**Selected extract**
┌──

On the same lines as the solution provided in this link, I am trying to get all leaf words of one stem word. I am using the community-contributed (@Divyanshu Srivastava) package get_word_forms
Imagine I have a shorter sample word list as follows:
my_list = [' jail', ' belief',' board',' target', ' challenge', ' command']
If I work it manually, I do the following (which is go word-by-word, which is very time-consuming if I have a list of 200 words):
get_word_forms("command")
and get the following output:
{'n': {'command',
'commandant',
'commandants',
'commander',
'commanders',
'commandership',
'commanderships',
'commandment',
'commandments',
'commands'},
'a': set(),
'v': {'command', 'commanded', 'commanding', 'commands'},
'r': set()}
'n' is noun, 'a' is adjective, 'v' is verb, and 'r' is adverb.
If I try to reverse-stem the entire list in one go:
[get_word_forms(word) for word in sample]
I fail at getting any output:
[{'n': set(), 'a': set(), 'v': set(), 'r': set()},
{'n': set(), 'a': set(), 'v': set(), 'r': set()},
{'n': set(), 'a': set(), 'v': set(), 'r': set()},
{'n': set(), 'a': set(), 'v': set(), 'r': set()},
{'n': set(), 'a': set(), 'v': set(), 'r': set()},
{'n': set(), 'a': set(), 'v': set(), 'r': set()},
{'n': set(), 'a': set(), 'v': set(), 'r': set()}]
I think I am failing at saving the output to the dictionary. Eventually, I would like my output to be a list without breaking it down into noun, adjective, adverb, or verb:
something like:
['command','commandant','commandants', 'commander', 'commanders', 'commandership',
'commanderships','commandment', 'commandments', 'commands','commanded', 'commanding', 'commands', 'jail', 'jailer', 'jailers', 'jailor', 'jailors', 'jails', 'jailed', 'jailing'.....] .. and so on.
One solution using nested list comprehensions after stripping forgotten spaces:
all_words = [setx for word in my_list for setx in get_word_forms(word.strip()).values() if len(setx)]
# Flatten the list of sets
all_words = [word for setx in all_words for word in setx]
# Remove the repetitions and sort the set
all_words = sorted(set(all_words))
print(all_words)
['belief', 'beliefs', 'believabilities', 'believability', 'believable', 'believably', 'believe', 'believed', 'believer', 'believers', 'believes', 'believing', 'board', 'boarded', 'boarder', 'boarders', 'boarding', 'boards', 'challenge', 'challengeable', 'challenged', 'challenger', 'challengers', 'challenges', 'challenging', 'command', 'commandant', 'commandants', 'commanded', 'commander', 'commanders', 'commandership', 'commanderships', 'commanding', 'commandment', 'commandments', 'commands', 'jail', 'jailed', 'jailer', 'jailers', 'jailing', 'jailor', 'jailors', 'jails', 'target', 'targeted', 'targeting', 'targets']

└──

**Parts of the exercise**
(1) Answer these about the get_word_forms thread, one line each:
(a) Which package does the asker use to get leaf words of a stem word?
(b) In the output dictionary, what part of speech does the key 'r' stand for?
(c) In the solution, which line removes the repetitions and sorts the words?
(2) How many lines of the listing contain the string "ladder"? Give only the number.

**Stored data**
┌──

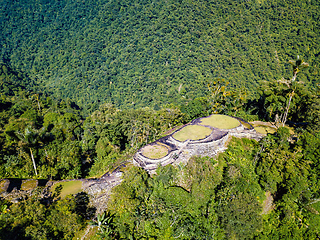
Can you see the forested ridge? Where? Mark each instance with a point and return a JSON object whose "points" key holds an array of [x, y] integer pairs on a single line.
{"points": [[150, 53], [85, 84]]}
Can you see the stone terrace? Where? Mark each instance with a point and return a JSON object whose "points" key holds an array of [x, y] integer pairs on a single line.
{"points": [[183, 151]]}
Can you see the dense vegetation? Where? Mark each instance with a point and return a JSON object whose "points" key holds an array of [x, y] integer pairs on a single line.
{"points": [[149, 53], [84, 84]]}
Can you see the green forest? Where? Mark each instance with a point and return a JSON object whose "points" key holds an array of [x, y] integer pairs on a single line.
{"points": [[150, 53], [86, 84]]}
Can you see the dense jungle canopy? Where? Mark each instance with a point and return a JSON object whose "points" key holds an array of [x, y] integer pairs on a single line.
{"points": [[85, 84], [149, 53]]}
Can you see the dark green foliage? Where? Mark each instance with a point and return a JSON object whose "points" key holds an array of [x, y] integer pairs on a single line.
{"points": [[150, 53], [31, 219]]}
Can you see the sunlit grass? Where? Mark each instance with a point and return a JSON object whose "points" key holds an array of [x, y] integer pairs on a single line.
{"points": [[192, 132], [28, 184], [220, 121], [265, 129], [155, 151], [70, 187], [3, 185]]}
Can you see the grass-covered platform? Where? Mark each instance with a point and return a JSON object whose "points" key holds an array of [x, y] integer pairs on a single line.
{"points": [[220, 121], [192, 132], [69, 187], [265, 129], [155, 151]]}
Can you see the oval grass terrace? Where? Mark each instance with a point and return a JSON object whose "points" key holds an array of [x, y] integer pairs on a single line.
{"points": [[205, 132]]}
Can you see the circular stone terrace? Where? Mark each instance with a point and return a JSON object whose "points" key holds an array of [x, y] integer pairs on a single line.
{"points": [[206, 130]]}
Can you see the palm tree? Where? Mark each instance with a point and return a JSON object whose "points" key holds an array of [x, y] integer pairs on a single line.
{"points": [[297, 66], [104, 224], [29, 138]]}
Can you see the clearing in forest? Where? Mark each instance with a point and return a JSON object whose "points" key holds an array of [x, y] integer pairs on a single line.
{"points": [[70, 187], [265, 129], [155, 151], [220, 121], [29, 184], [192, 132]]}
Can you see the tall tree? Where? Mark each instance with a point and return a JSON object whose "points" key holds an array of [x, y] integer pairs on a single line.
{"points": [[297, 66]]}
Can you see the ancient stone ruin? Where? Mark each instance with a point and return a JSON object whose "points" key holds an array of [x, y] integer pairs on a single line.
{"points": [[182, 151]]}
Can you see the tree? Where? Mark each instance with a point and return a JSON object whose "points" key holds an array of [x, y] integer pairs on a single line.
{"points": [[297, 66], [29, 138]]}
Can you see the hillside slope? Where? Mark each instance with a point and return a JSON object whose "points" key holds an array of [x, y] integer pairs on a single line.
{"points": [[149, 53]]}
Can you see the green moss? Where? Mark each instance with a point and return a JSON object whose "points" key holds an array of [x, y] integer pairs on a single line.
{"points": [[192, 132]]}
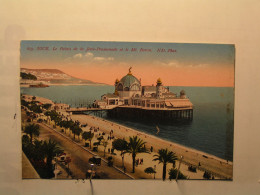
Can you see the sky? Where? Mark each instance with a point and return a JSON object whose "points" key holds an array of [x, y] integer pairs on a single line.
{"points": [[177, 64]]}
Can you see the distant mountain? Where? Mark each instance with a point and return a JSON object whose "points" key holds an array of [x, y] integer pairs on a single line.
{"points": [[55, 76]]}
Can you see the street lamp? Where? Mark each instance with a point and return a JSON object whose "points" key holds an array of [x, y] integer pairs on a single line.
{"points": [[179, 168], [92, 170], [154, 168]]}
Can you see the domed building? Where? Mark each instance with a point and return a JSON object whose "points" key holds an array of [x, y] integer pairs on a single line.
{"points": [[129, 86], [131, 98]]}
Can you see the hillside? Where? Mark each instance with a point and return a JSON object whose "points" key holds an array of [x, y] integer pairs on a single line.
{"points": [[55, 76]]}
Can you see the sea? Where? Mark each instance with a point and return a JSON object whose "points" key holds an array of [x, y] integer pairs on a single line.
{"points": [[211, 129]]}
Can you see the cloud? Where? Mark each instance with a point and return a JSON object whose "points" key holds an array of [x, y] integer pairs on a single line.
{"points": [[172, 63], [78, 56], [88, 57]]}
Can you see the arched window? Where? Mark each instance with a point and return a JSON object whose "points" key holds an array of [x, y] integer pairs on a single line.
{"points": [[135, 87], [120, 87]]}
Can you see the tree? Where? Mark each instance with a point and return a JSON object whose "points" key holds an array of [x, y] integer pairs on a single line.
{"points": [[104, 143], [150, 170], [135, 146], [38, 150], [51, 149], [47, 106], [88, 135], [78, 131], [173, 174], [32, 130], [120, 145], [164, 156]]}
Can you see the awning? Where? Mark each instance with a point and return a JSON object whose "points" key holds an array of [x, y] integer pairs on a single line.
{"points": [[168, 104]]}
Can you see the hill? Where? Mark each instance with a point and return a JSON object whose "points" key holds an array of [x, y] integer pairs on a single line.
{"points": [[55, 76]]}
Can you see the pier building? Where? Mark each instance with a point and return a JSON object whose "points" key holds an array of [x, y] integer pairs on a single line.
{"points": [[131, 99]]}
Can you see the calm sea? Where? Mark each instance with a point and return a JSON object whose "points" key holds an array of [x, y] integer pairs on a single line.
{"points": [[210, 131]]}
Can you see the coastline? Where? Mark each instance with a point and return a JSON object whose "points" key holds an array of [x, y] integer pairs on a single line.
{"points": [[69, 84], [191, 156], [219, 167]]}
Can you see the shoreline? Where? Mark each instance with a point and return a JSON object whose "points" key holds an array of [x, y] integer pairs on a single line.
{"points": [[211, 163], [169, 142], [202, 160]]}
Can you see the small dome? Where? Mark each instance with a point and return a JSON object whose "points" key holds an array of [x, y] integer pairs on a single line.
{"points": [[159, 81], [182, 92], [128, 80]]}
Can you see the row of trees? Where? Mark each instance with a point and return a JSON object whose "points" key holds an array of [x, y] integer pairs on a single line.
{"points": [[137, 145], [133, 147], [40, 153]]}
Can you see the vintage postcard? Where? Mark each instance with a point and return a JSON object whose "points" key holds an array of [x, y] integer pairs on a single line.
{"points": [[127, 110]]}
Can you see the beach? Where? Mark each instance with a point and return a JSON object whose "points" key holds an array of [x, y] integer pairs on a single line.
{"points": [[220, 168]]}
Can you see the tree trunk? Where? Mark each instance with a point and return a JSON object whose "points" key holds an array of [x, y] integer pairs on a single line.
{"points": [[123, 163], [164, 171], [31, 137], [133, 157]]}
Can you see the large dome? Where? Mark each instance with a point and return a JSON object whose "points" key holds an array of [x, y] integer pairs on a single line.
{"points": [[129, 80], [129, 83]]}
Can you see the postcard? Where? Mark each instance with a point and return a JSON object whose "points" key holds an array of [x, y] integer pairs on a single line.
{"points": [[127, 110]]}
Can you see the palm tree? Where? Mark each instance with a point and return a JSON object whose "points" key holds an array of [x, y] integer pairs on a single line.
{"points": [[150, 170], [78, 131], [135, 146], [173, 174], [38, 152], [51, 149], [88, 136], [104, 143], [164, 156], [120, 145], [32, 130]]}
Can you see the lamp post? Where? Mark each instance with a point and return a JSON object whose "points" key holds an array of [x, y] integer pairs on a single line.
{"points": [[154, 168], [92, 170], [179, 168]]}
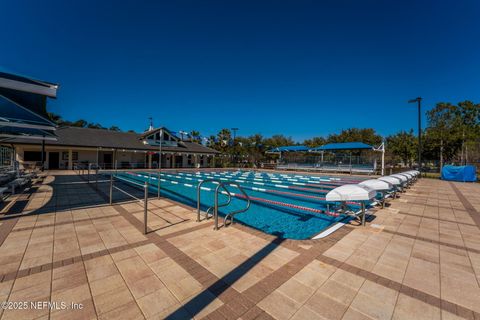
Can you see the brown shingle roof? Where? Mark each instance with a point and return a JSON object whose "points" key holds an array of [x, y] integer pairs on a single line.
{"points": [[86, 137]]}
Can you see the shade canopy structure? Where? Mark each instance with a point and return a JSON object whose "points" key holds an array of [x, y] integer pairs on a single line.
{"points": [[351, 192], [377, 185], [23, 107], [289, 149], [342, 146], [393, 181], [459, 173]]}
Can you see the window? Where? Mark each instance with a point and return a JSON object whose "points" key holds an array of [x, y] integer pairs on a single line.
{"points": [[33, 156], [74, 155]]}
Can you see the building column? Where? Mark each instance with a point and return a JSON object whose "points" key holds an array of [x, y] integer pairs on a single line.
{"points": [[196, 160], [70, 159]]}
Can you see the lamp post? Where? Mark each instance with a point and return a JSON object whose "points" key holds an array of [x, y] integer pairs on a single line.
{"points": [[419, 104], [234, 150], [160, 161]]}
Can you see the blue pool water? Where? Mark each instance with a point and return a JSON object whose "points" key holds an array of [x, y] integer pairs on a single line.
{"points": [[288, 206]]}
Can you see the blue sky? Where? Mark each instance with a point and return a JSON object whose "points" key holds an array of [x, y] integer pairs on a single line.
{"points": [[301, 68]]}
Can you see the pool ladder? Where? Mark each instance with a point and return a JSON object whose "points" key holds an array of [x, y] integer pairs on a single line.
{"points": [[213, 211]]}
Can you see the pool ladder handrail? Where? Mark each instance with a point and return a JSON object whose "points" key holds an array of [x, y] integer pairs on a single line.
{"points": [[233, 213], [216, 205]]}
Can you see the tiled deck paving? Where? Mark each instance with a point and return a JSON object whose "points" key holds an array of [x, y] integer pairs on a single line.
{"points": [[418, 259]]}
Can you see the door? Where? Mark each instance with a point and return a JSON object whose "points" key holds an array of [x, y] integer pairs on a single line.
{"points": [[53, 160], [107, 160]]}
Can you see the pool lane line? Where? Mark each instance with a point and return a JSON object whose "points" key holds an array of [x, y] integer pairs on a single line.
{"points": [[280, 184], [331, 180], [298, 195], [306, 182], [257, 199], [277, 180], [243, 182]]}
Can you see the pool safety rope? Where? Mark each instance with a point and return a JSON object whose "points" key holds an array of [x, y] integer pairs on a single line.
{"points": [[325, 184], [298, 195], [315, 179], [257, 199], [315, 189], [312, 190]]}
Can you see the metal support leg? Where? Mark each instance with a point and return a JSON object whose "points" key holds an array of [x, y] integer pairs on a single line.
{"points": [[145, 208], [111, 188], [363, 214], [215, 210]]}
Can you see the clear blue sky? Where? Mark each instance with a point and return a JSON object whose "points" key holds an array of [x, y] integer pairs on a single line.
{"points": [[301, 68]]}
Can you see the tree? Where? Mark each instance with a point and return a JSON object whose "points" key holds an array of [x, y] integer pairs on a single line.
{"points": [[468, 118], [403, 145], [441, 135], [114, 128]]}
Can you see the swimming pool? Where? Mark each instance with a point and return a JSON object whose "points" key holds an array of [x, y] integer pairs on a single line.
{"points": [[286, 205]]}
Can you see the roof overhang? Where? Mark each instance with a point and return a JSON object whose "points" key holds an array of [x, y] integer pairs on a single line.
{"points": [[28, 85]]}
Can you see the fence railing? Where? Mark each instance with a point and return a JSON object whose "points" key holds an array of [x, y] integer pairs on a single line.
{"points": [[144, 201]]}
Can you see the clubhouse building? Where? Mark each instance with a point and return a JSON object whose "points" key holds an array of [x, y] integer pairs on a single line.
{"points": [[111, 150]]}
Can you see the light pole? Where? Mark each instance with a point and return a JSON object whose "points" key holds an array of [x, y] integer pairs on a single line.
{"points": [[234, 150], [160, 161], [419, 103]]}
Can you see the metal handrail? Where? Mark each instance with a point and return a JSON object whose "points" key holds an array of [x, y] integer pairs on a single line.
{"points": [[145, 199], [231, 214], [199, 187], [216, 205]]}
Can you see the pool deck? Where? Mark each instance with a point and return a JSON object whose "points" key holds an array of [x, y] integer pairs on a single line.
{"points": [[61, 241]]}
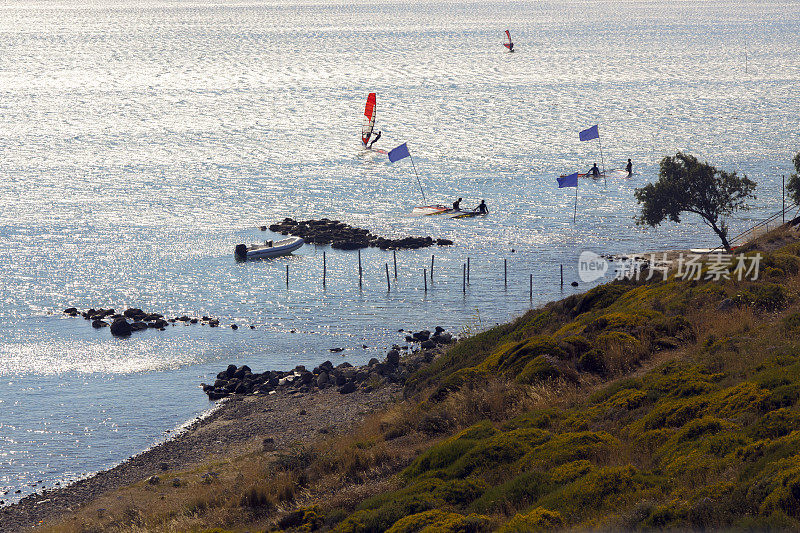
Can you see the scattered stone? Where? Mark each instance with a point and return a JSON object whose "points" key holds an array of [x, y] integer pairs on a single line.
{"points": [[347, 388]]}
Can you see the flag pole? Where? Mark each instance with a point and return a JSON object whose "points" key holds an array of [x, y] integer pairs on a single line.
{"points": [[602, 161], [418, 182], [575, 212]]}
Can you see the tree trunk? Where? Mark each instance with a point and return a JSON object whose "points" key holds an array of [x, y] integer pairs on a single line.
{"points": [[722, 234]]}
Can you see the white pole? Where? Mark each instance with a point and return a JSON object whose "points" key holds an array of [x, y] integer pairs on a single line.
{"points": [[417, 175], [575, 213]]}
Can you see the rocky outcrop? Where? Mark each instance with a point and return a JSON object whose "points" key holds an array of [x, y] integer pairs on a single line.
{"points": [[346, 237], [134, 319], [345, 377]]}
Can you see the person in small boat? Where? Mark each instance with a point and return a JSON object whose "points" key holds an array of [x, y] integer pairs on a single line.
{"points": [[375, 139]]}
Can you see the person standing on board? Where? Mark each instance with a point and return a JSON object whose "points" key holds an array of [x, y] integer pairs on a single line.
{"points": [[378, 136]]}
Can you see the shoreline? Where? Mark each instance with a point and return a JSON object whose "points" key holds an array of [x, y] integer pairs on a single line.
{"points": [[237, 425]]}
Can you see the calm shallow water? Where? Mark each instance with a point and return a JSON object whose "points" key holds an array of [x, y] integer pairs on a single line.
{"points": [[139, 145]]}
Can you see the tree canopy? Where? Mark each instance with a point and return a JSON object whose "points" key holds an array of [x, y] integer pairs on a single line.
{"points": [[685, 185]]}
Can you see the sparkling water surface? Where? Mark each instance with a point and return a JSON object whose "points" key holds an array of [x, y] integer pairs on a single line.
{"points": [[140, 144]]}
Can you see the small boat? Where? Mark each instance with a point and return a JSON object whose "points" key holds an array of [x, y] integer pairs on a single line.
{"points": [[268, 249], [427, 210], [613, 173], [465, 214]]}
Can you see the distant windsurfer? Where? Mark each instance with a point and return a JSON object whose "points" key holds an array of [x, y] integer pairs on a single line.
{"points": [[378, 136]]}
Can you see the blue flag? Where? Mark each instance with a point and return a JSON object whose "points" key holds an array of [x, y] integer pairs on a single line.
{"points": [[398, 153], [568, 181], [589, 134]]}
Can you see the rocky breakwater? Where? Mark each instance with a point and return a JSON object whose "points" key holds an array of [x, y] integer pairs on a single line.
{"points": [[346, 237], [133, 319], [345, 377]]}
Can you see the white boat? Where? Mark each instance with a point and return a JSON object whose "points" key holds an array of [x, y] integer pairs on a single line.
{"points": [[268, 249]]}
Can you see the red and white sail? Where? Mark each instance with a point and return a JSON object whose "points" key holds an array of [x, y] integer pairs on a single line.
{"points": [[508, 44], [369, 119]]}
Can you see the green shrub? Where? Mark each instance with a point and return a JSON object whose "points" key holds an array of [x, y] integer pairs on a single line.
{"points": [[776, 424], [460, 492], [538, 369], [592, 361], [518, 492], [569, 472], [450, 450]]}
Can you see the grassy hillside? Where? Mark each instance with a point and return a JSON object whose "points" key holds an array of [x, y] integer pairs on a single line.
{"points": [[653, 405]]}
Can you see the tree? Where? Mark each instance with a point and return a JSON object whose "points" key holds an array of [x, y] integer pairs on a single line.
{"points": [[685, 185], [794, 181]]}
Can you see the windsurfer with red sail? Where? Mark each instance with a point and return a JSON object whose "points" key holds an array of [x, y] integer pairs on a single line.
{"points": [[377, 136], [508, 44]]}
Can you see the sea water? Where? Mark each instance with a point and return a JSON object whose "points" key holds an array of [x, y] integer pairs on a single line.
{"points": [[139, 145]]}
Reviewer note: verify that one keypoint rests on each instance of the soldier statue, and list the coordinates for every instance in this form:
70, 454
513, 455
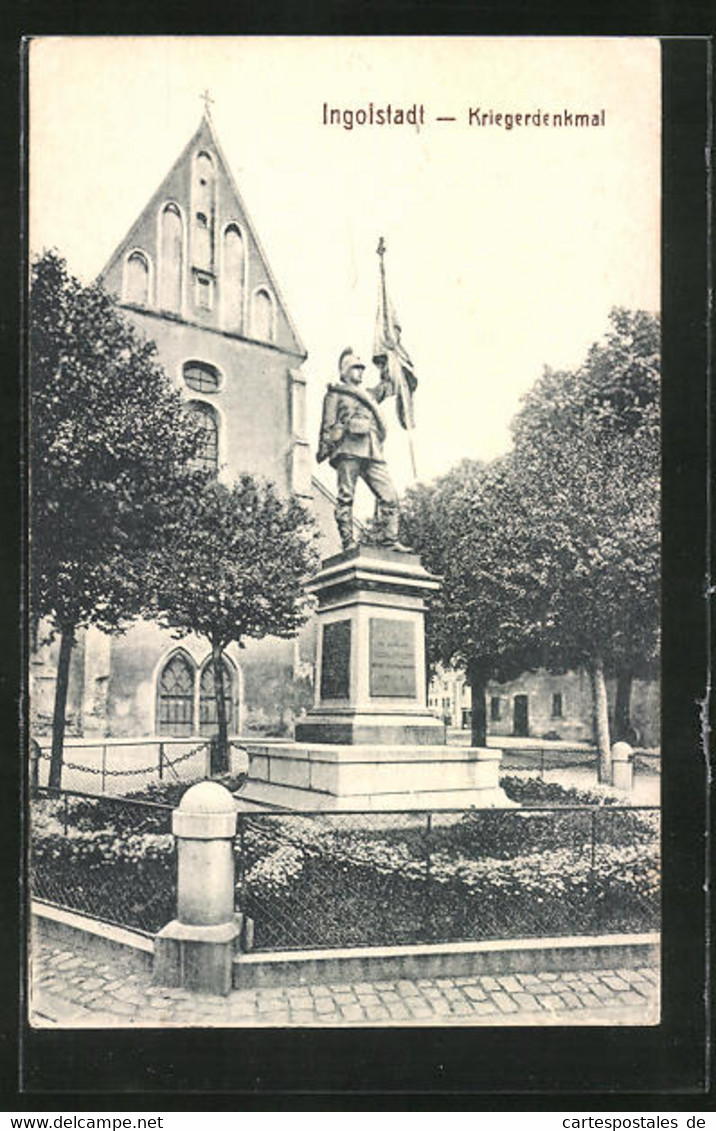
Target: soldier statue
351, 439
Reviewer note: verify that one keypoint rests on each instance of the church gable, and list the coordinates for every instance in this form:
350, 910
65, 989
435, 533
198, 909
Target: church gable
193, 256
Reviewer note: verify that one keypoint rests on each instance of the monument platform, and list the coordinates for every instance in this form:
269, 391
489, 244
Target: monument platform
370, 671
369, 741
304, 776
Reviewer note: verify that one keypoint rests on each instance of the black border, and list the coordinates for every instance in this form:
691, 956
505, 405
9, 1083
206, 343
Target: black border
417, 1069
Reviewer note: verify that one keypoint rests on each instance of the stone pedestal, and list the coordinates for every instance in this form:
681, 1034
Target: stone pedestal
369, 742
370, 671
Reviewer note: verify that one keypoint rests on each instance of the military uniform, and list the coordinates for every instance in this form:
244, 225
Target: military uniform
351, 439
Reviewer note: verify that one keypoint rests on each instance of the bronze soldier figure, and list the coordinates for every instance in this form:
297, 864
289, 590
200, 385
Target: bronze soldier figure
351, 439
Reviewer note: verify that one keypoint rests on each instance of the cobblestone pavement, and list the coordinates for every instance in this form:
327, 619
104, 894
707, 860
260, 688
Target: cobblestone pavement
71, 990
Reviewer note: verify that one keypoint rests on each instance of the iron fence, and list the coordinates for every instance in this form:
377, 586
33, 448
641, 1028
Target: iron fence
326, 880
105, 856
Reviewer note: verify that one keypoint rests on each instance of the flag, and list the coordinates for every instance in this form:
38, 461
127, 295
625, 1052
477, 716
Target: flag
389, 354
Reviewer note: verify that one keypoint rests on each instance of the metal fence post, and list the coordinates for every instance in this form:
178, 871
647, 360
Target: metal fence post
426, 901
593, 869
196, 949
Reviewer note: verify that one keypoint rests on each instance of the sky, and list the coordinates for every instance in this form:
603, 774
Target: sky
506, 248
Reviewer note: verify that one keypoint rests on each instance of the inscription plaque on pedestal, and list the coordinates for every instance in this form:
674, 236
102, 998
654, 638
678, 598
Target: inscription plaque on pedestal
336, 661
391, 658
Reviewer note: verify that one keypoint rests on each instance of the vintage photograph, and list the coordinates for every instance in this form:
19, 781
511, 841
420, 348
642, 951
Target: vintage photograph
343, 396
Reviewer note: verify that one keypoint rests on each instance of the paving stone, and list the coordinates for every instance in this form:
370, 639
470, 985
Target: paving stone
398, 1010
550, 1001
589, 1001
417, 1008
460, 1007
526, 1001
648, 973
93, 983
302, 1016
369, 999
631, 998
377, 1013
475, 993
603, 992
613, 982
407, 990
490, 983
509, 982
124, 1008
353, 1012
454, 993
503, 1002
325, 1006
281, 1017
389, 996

└──

**Task answers**
(1)
(a) get_word_forms, contributed by @Divyanshu Srivastava
(b) Adverb
(c) all_words = sorted(set(all_words))

(2) 2